» **INSTRUCTIONS FOR THE TASK**
Rewrite all of the rows below, changing every "target" to "object" and keeping everything else the same. Leave the pictures out.

○ ○ ○ ○ ○

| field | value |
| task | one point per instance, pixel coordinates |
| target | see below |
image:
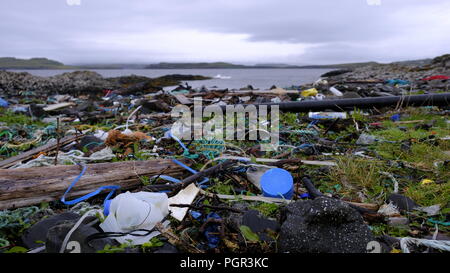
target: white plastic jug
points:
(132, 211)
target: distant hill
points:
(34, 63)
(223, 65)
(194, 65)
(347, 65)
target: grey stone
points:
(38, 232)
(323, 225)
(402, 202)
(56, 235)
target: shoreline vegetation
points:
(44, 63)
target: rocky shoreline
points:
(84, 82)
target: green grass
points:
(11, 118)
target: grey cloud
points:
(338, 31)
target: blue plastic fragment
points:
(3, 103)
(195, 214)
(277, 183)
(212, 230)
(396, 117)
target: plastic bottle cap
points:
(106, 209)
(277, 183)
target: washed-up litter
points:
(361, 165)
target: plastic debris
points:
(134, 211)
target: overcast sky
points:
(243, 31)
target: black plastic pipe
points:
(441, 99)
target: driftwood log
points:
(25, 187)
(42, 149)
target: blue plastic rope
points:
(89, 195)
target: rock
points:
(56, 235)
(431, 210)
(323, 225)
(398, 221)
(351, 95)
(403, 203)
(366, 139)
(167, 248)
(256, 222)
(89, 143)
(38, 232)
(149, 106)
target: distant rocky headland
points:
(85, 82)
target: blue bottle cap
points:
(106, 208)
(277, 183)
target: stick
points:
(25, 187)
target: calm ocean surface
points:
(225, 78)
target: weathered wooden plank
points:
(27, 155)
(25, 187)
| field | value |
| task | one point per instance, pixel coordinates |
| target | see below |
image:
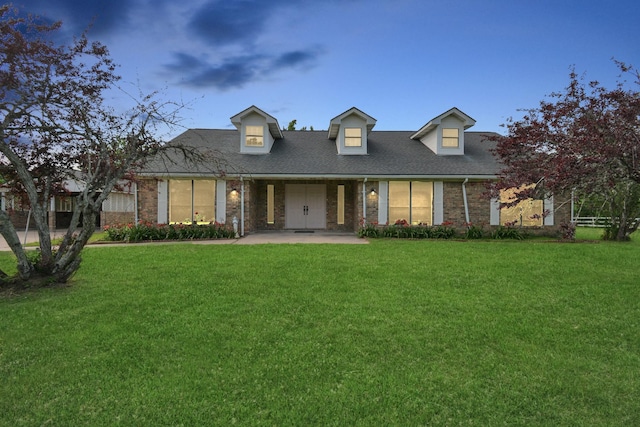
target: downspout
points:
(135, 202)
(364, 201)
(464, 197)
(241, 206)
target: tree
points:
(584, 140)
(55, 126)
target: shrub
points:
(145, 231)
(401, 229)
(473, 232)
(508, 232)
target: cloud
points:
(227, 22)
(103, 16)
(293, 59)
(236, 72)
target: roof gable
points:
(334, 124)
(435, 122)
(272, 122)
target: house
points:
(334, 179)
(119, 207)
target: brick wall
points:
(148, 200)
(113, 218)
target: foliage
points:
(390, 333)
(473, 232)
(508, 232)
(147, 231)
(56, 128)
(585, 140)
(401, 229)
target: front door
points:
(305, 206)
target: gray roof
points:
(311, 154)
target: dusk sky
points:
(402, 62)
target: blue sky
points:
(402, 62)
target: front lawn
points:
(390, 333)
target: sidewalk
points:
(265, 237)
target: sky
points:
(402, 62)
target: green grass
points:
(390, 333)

○ ○ ○ ○ ○

» **WRITTEN RESPONSE**
| field | value |
| task | one point per instance, pixel coordinates |
| object | see below |
image:
object: white plastic jug
points:
(132, 211)
object: distant hill
points:
(34, 63)
(223, 65)
(194, 65)
(347, 65)
object: grey stone
points:
(38, 232)
(323, 225)
(402, 202)
(56, 235)
object: shoreline vegetation
points:
(44, 63)
object: rocky shoreline
points:
(84, 82)
object: green grass
points:
(11, 118)
object: grey cloud
points:
(338, 31)
object: blue plastic fragment
points:
(3, 103)
(195, 214)
(277, 183)
(212, 230)
(396, 117)
object: plastic bottle cap
points:
(106, 209)
(277, 183)
object: washed-up litter
points:
(361, 165)
object: plastic debris
points:
(134, 211)
object: overcast sky
points:
(243, 31)
object: black plastic pipe
points:
(441, 99)
object: driftwood log
points:
(25, 187)
(42, 149)
object: blue plastic rope
points:
(89, 195)
object: rock
points:
(56, 235)
(431, 210)
(323, 225)
(398, 221)
(351, 95)
(403, 203)
(366, 139)
(167, 248)
(256, 222)
(89, 143)
(38, 232)
(149, 106)
object: distant rocky headland
points:
(85, 82)
object: blue bottle cap
points:
(106, 208)
(277, 183)
object: stick
points:
(25, 187)
object: calm ocean surface
points:
(225, 78)
object: weathered wooden plank
points:
(27, 155)
(25, 187)
| field | value |
| task | one point per instance, pixel coordinates |
| object | see below |
image:
object: downspout
points:
(135, 202)
(364, 201)
(464, 197)
(241, 206)
object: tree
points:
(584, 140)
(55, 126)
object: shrub
points:
(145, 231)
(401, 229)
(473, 232)
(508, 232)
object: cloud
points:
(227, 22)
(103, 16)
(293, 59)
(236, 72)
object: roof gable
points:
(334, 124)
(435, 122)
(272, 122)
object: house
points:
(334, 179)
(119, 207)
object: brick wall
points:
(148, 200)
(113, 218)
object: foliage
points:
(390, 333)
(473, 232)
(508, 232)
(147, 231)
(56, 128)
(585, 140)
(401, 229)
object: front door
points:
(305, 206)
object: gray roof
points:
(311, 154)
object: dusk sky
points:
(402, 62)
object: blue sky
points:
(402, 62)
object: front lawn
points:
(390, 333)
object: sidewalk
points:
(265, 237)
object: sky
points:
(402, 62)
object: green grass
points:
(390, 333)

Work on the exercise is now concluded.